## DATASET EXTRACT
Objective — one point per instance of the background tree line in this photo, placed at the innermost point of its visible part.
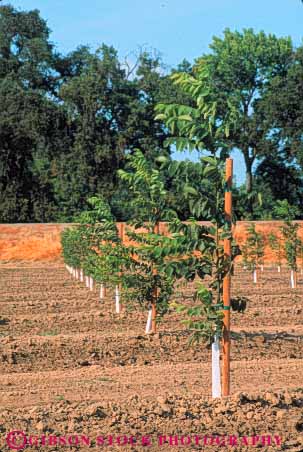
(68, 122)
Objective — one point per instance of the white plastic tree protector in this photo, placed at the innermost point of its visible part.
(91, 283)
(215, 367)
(292, 279)
(117, 298)
(255, 276)
(149, 322)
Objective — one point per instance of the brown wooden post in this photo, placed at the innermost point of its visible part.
(227, 283)
(121, 235)
(155, 294)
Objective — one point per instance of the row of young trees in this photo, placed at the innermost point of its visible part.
(67, 122)
(286, 245)
(142, 263)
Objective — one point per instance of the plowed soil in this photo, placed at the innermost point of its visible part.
(70, 365)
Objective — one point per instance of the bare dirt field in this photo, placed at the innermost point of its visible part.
(70, 366)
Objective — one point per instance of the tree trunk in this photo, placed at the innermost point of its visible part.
(249, 181)
(249, 160)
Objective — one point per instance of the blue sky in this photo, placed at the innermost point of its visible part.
(177, 28)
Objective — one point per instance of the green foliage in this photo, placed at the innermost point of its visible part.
(253, 248)
(147, 279)
(227, 88)
(276, 246)
(204, 246)
(292, 243)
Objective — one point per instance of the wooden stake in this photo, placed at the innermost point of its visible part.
(155, 294)
(227, 284)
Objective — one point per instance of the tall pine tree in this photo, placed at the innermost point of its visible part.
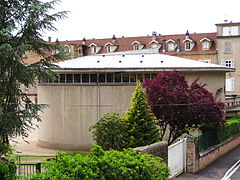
(142, 129)
(22, 24)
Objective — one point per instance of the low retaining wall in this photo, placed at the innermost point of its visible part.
(196, 161)
(159, 149)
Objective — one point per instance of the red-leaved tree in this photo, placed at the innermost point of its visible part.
(179, 107)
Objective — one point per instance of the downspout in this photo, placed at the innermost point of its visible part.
(98, 98)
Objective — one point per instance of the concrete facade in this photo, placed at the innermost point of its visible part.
(74, 108)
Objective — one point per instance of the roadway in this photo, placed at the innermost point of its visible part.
(217, 169)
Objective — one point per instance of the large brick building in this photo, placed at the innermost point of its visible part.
(219, 47)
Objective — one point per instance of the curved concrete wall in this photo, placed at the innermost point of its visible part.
(74, 108)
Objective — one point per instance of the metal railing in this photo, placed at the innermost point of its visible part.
(28, 169)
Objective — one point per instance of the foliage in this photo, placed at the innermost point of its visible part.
(100, 164)
(212, 135)
(5, 149)
(7, 170)
(179, 106)
(22, 23)
(110, 132)
(141, 123)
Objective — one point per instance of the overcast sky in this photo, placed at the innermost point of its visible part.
(103, 18)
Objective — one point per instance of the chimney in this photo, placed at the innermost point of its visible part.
(164, 46)
(57, 42)
(84, 41)
(187, 35)
(114, 39)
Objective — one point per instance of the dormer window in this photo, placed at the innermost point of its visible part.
(188, 46)
(206, 43)
(110, 47)
(67, 49)
(137, 45)
(94, 48)
(171, 45)
(79, 50)
(154, 44)
(230, 31)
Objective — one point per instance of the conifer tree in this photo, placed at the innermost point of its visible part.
(141, 123)
(22, 24)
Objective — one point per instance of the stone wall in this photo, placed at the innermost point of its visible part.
(159, 149)
(196, 161)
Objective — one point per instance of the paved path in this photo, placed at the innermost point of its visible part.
(217, 169)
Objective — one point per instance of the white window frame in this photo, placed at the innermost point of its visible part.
(205, 45)
(136, 47)
(230, 84)
(228, 63)
(227, 46)
(109, 49)
(171, 46)
(187, 45)
(68, 49)
(154, 45)
(230, 31)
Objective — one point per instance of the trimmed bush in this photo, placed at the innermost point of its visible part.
(110, 132)
(214, 134)
(7, 170)
(112, 165)
(141, 122)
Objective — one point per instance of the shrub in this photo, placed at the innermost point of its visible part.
(100, 164)
(213, 134)
(141, 122)
(7, 170)
(110, 132)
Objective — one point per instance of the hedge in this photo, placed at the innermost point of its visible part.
(7, 170)
(101, 165)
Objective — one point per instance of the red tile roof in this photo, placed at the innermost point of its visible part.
(125, 43)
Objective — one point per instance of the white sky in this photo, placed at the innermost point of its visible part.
(103, 18)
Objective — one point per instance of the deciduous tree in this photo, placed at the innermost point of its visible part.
(179, 107)
(22, 24)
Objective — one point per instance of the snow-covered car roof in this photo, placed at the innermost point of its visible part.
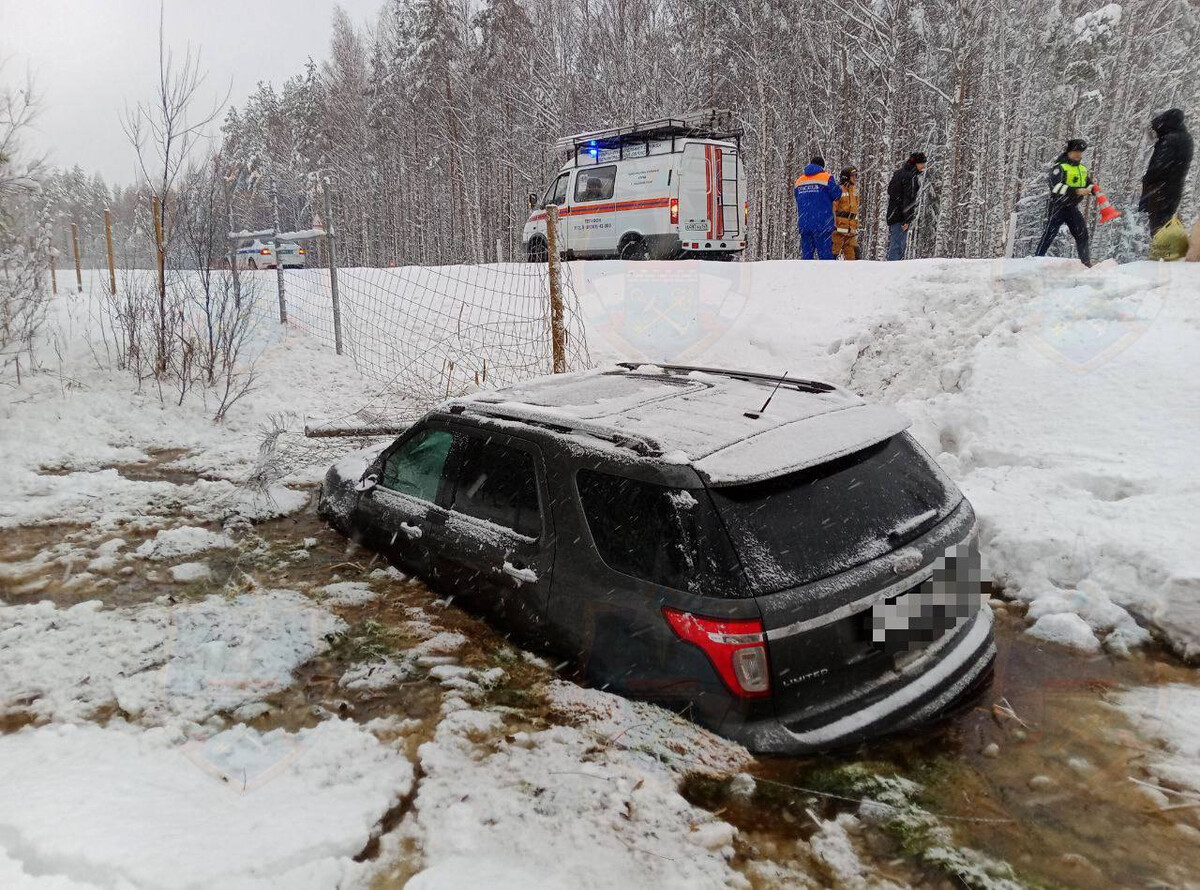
(711, 419)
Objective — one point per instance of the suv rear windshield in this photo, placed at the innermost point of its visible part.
(667, 536)
(805, 525)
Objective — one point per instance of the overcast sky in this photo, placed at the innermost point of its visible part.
(91, 58)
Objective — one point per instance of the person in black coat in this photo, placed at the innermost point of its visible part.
(1162, 187)
(903, 191)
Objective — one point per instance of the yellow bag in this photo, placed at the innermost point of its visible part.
(1170, 242)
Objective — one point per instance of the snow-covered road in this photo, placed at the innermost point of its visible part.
(211, 695)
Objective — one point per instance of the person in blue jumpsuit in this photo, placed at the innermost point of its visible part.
(815, 193)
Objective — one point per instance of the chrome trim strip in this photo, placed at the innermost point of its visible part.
(850, 608)
(970, 645)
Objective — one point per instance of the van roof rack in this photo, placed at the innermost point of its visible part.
(703, 124)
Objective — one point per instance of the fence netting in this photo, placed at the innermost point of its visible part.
(420, 334)
(417, 335)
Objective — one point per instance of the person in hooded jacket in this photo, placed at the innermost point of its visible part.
(1069, 184)
(904, 187)
(1162, 187)
(815, 194)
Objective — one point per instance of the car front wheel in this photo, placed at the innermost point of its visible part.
(635, 248)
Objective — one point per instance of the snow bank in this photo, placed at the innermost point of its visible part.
(183, 541)
(549, 809)
(1168, 716)
(664, 737)
(156, 661)
(1061, 400)
(115, 807)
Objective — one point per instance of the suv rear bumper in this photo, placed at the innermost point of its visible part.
(937, 680)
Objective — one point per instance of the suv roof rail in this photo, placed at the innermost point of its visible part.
(706, 122)
(642, 445)
(811, 385)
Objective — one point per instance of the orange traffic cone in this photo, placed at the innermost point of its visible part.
(1108, 212)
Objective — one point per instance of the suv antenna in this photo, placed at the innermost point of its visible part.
(755, 415)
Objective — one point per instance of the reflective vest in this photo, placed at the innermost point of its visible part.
(1075, 176)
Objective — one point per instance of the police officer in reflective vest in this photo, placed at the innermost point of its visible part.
(1069, 184)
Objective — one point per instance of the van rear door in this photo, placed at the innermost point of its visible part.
(709, 192)
(797, 530)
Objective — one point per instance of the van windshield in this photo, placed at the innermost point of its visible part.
(809, 524)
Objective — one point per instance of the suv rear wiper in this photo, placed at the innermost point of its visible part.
(912, 527)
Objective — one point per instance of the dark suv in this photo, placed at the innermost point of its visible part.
(796, 576)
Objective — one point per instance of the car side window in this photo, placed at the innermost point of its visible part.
(498, 483)
(595, 185)
(557, 192)
(663, 535)
(415, 467)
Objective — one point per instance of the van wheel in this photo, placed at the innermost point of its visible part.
(537, 251)
(635, 248)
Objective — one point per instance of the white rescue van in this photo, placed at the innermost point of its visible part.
(660, 190)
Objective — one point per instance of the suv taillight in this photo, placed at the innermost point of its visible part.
(737, 649)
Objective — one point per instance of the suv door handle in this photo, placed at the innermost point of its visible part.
(520, 572)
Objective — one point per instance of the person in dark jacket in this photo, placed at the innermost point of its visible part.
(815, 192)
(1069, 184)
(1162, 187)
(903, 192)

## WHAT IS BEING ASKED
Quote the preceding listing precisely and completely, omitting its images.

## WRITTEN ANSWER
Objective — one point per instance of the background tree line in this photo, placed at the innermost point of its visible part.
(68, 122)
Objective — one point per instance of the white plastic tree protector in this photo, placed at the innermost point of its visible part.
(91, 283)
(215, 367)
(292, 279)
(117, 298)
(255, 276)
(149, 322)
Objective — one point per instance of the brown wooden post in this photo, placed at the innermost point of its visible part.
(227, 283)
(121, 235)
(155, 294)
Objective — one point per instance of the row of young trees in this photo, placed at the innermost point of its visible part.
(67, 122)
(286, 245)
(142, 263)
Objective — one point per instance of the plowed soil in this photo, placed at the innermost point of its visible part.
(70, 365)
Objective — one point per instance of the bare dirt field in this photo, placed at the innermost point of its visible part.
(70, 366)
Objective — one point per instance of the tree trunk in this photo, placed at the innermost point of its visible part.
(249, 181)
(249, 160)
Objective — one point per instance of the blue sky in this photo, placed at the innermost point of its visible part.
(177, 28)
Objective — one point per instance of the green foliage in this photo, placed at the innermost point of its visible part.
(253, 248)
(147, 279)
(227, 88)
(276, 246)
(204, 246)
(292, 243)
Objective — one point per instance of the wooden stake in this photo, placed at the innermost point of its visible part.
(155, 294)
(227, 284)
Objective — one point per instance of the tall pine tree in this photo, placed at the innermost point of its visible part.
(142, 129)
(22, 24)
Objective — one point per instance of the low retaining wall in this photo, placed at the innermost point of its visible part.
(196, 161)
(159, 149)
Objective — one point per instance of the red-leaved tree in this photo, placed at the innermost point of its visible part.
(179, 107)
Objective — one point per instance of the downspout in this photo, placed at the innermost point of its visible part.
(98, 98)
Objective — one point per instance of the concrete facade in this photo, placed at the innermost point of its visible part.
(74, 108)
Objective — one point per instance of the roadway in this photo, placed at the innermost point of its visible part.
(217, 169)
Objective — one point per instance of the large brick building in this photo, placed at the innermost point of its visible part.
(219, 47)
Objective — one point per instance of the curved concrete wall in this photo, placed at the innermost point of its visible part.
(74, 108)
Objective — one point per instance of the metal railing in this photo, placed at the innermost point of its visible part.
(28, 169)
Objective — one point per instance of the foliage in this photo, placed at the innermost point of its visible part.
(100, 164)
(212, 135)
(5, 149)
(7, 170)
(179, 106)
(22, 23)
(110, 132)
(141, 123)
Objective — one point per instance of the overcast sky in this photo, placed at the innermost point of its visible part.
(103, 18)
Objective — one point per instance of the chimney in this photo, placed at the innermost point of its visible part.
(164, 46)
(57, 42)
(84, 41)
(187, 35)
(114, 39)
Objective — one point per instance of the dormer window in this photo, placed at the innermost point of its visible part.
(188, 46)
(206, 43)
(110, 47)
(67, 49)
(137, 45)
(94, 48)
(171, 45)
(79, 50)
(154, 44)
(230, 31)
Objective — one point per instance of the conifer tree in this photo, placed at the innermost point of its visible part.
(141, 123)
(22, 24)
Objective — one point per instance of the stone wall in this photo, placed at the innermost point of its visible part.
(159, 149)
(196, 161)
Objective — one point per instance of the paved path in this photo, placed at the innermost point of its visible part.
(217, 169)
Objective — one point per instance of the white window frame in this photo, placed at the innermost point of its visible part.
(205, 45)
(136, 47)
(230, 84)
(228, 63)
(227, 46)
(109, 49)
(171, 46)
(187, 45)
(68, 49)
(154, 45)
(230, 31)
Objective — one point per instance of the trimmed bush in this photo, placed at the innermost point of its visible part.
(110, 132)
(214, 134)
(7, 170)
(112, 165)
(141, 122)
Objective — one point per instance of the shrub in this photo, placed at the innermost point of its visible part.
(100, 164)
(213, 134)
(141, 122)
(7, 170)
(110, 132)
Objective — one point per instance of the hedge in this photo, placed at the innermost point of its visible part.
(7, 170)
(101, 165)
Objective — one point per instance of the red tile roof in this photo, placed at the innermost point of its visible part.
(125, 43)
Objective — one point per instance of the white sky in this photo, placed at the innermost point of its visible part.
(103, 18)
Objective — one point per instance of the deciduous tree in this photo, placed at the innermost point of its visible part.
(179, 107)
(22, 24)
Objective — one point per instance of the snow-covered car roof in this photo, placed at the innermost point of its visible part.
(711, 419)
Objective — one point per instance of the suv rear windshield in this photo, placed at the innermost point of its visible part.
(667, 536)
(805, 525)
Objective — one point per instance of the overcast sky in this photo, placed at the innermost point of its visible part.
(91, 58)
Objective — one point per instance of the person in black coat in this photo, placed at the innermost point of its visible part.
(1162, 187)
(903, 191)
Objective — one point per instance of the yellow bag in this photo, placed at the innermost point of its visible part.
(1170, 242)
Objective — one point per instance of the snow-covered road in this photo, placed at the innermost point of its visible part.
(211, 695)
Objective — one point per instance of the person in blue jumpsuit in this photo, placed at the innermost point of its visible part.
(815, 193)
Objective — one point per instance of the chrome trim strip in this photo, placed at the innermost point of its visible part.
(850, 608)
(970, 645)
Objective — one point per instance of the van roof rack in this photo, placed at the innermost point of its visible part.
(703, 124)
Objective — one point per instance of the fence netting in this photo, placed at the innermost point of its visible part.
(420, 334)
(417, 335)
Objective — one point per instance of the person in hooded jacket in this photo, placed at the innermost point of its visible part.
(1069, 184)
(904, 187)
(1162, 187)
(815, 194)
Objective — one point per instance of the car front wheel in this photo, placed at the innermost point of its visible part.
(635, 248)
Objective — one point per instance of the snow bank in this photo, placed at the innermost point of its visible part.
(183, 541)
(549, 809)
(1168, 716)
(664, 737)
(156, 661)
(1061, 400)
(115, 807)
Objective — one point per instance of the suv rear bumper in this photo, placed at the innermost point of its visible part.
(937, 680)
Objective — one point per instance of the suv roof rail in this photo, placed at the innermost point of its visible part.
(706, 122)
(642, 445)
(811, 385)
Objective — one point per instance of the orange traffic cone in this photo, placed at the innermost point of its visible part.
(1108, 212)
Objective — one point per instance of the suv antenna in this photo, placed at the innermost point of its visible part.
(755, 415)
Objective — one point per instance of the reflective vest in this photo, placed at the innermost point of its visible part.
(1075, 176)
Objective — one point per instance of the police officer in reflective vest in this photo, placed at the innermost point of its visible part.
(1069, 184)
Objective — one point per instance of the van rear door in this photo, placed at the innermost point of its visible part.
(709, 192)
(797, 530)
Objective — one point per instance of the van windshield in this photo, placed at the innermost point of its visible part.
(809, 524)
Objective — one point per instance of the suv rear wiper in this photo, placed at the innermost point of its visible part.
(912, 527)
Objective — one point per instance of the dark suv in this photo, placed at the innermost point of its visible part.
(796, 576)
Objective — one point per instance of the car side window in this photo, placed at the innermost point of its visible part.
(498, 483)
(595, 185)
(557, 192)
(663, 535)
(415, 467)
Objective — one point per instance of the van wheel in this photo, placed at the innermost point of its visible part.
(537, 251)
(635, 248)
Objective — one point per instance of the white rescue van in this photo, placed at the innermost point of its visible part.
(660, 190)
Objective — one point per instance of the suv taillight in this photo, placed at the innermost point of its visible part.
(737, 649)
Objective — one point per instance of the suv door handle in this photo, placed at the innermost point of its visible part.
(520, 572)
Objective — one point per instance of the person in dark jacket in this photo, placed at the innermost point of its visible part.
(815, 192)
(1069, 184)
(1162, 187)
(903, 192)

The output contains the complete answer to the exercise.